--- Quoted passage ---
========================

Stress in the workplace: How do I avoid it?

I find myself caught in a bit of a bind at work, at the moment. My co-workers expect me to do the same job I was doing before I had a month off due to stress and depression, while not seeming to realise that the job I was doing was the reason I had that time off.

So today, when I was asked to return to producing a weekly report rather than the monthly one I had changed to since coming back to work, I said no. Firmly. I even then explained that the repeated report writing was one of the reasons that I had had to take time off: too much expectation on me and too much criticism of the report, which was really only meant to be a tool to allow other people to complete their work. The criticism of the report became "shooting the messenger" and attacking it became more of a focus than dealing with the problems highlighted within it.

So after I made it clear that I wouldn't do it more than once per month, what I got was not a head-on attack but a barrage of sideways, sniping comments criticising me for being intransigent and questioning what use this report was.

To be clear, this data is available to everyone. Anyone could do this, given willingness to devote time to it. It’s not like I am the sole source of the information.

Anyway, I found that I couldn't deal with the passive-aggressive criticism and decided to deal with the situation in the best way I could, by picking up my things and walking out of the room. I fear, however, that this may not have been the best solution. It meant getting chased down the stairs by the deputy head of the department (my mentor) who wouldn't let me just go for a walk and clear my head but made me talk about it. As I didn't have the time to resolve it internally or calm down it means I resorted to a foul-mouthed tirade, threatened to walk out and let out my feelings on the guy who caused me the most grief. I don't think any of this was helpful. Looking back on it, my attempt to defuse myself has made me look unprofessional, childish, resentful, aggressive and unbalanced.

========================

[Point localization records]
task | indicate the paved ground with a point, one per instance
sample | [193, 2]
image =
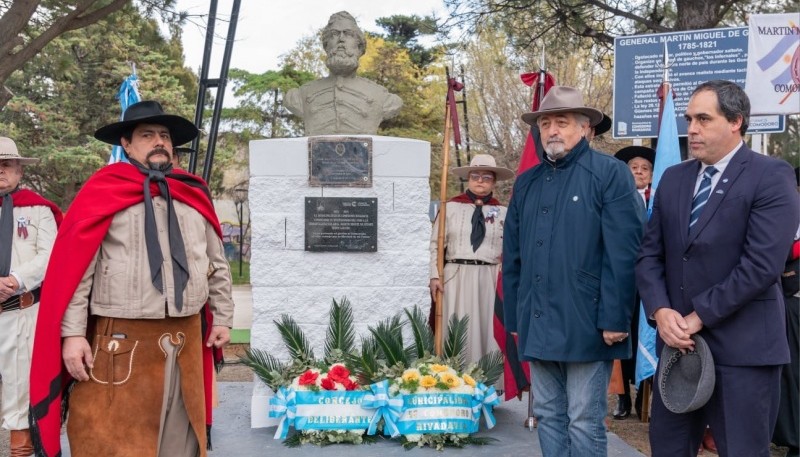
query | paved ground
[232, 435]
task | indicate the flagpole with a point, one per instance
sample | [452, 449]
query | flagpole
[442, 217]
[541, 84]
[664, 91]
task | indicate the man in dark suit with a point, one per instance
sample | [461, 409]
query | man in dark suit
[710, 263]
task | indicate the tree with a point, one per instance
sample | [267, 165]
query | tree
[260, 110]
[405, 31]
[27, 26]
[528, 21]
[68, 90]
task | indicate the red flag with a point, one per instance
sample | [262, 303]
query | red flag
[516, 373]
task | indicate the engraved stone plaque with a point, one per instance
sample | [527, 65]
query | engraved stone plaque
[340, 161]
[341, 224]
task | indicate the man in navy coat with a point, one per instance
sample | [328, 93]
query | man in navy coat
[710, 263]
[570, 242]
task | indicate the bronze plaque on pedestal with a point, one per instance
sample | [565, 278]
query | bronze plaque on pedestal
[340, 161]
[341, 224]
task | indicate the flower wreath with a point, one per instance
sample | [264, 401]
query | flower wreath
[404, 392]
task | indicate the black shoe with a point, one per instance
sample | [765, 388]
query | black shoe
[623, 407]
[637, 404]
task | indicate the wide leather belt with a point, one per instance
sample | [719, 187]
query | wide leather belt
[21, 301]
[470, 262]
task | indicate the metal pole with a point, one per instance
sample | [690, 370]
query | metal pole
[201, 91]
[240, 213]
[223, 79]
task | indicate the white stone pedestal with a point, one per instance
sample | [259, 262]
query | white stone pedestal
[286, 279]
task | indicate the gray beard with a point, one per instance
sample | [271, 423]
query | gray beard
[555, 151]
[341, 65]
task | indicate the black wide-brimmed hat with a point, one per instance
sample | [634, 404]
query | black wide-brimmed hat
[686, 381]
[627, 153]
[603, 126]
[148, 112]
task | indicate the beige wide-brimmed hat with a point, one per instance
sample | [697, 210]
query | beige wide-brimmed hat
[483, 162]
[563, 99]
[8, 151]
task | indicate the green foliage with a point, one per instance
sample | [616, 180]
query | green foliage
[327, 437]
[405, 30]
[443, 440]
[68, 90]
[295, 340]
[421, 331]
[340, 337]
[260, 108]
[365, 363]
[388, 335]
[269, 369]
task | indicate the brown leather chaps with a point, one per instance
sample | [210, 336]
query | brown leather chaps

========================

--- Task brief ---
Quote the stretch of the post on workplace stress from "Anyway, I found" through "aggressive and unbalanced.".

--- Task result ---
Anyway, I found that I couldn't deal with the passive-aggressive criticism and decided to deal with the situation in the best way I could, by picking up my things and walking out of the room. I fear, however, that this may not have been the best solution. It meant getting chased down the stairs by the deputy head of the department (my mentor) who wouldn't let me just go for a walk and clear my head but made me talk about it. As I didn't have the time to resolve it internally or calm down it means I resorted to a foul-mouthed tirade, threatened to walk out and let out my feelings on the guy who caused me the most grief. I don't think any of this was helpful. Looking back on it, my attempt to defuse myself has made me look unprofessional, childish, resentful, aggressive and unbalanced.